- WHAT TO WORK ON -
Write the lines below as a two-column CSV with the headers input and output, covering only the part that opens with the line containing "Target: person seated at table" and continues through the last line. Give one row per text and its answer, each in its own quoted field, with line breaks replaced by spaces.

- DATASET EXCERPTS -
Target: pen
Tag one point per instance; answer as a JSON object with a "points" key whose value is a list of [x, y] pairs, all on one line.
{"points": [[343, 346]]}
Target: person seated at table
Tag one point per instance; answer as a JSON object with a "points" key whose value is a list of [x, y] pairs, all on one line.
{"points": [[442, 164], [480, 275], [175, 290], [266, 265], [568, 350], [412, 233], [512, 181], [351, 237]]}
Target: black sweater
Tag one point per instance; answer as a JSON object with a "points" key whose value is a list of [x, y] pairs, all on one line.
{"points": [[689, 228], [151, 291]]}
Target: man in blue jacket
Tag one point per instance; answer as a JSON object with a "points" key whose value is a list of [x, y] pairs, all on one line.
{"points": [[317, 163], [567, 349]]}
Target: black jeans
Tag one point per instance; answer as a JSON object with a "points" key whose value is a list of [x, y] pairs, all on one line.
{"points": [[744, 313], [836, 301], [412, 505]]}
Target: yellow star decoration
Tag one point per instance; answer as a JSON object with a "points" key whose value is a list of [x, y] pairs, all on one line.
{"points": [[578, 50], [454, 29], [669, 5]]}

- EXPECTED ANSWER -
input,output
"Target: person seated at table Tag one point per instance; answer as a JSON object with a ""points"" key whose value is a list of [x, y] pairs, all on one line.","{""points"": [[442, 164], [480, 275], [175, 290], [266, 265], [568, 350], [412, 233], [512, 181], [351, 237]]}"
"Target: black sweater Tag one point per instance; answer as a JSON object with a ""points"" key whose value is a list of [x, y] pairs, all on one line.","{""points"": [[689, 228], [151, 291]]}"
"Target: man in blue jacket Tag one point per instance; answer as a JSON object with a ""points"" key whose value is a list of [x, y] pairs, all on one line.","{""points"": [[317, 163], [567, 349]]}"
"Target: black jeans Tag one point per instance; answer as a JSON object with a ""points"" key whose value is a list of [x, y] pairs, all on one line.","{""points"": [[744, 313], [836, 301], [412, 505]]}"
"Target: yellow star decoration Tag one point per instance; answer as a JSON object with a ""points"" key whose value is a list of [x, y] pairs, all on one line.","{""points"": [[578, 50], [454, 29], [669, 5]]}"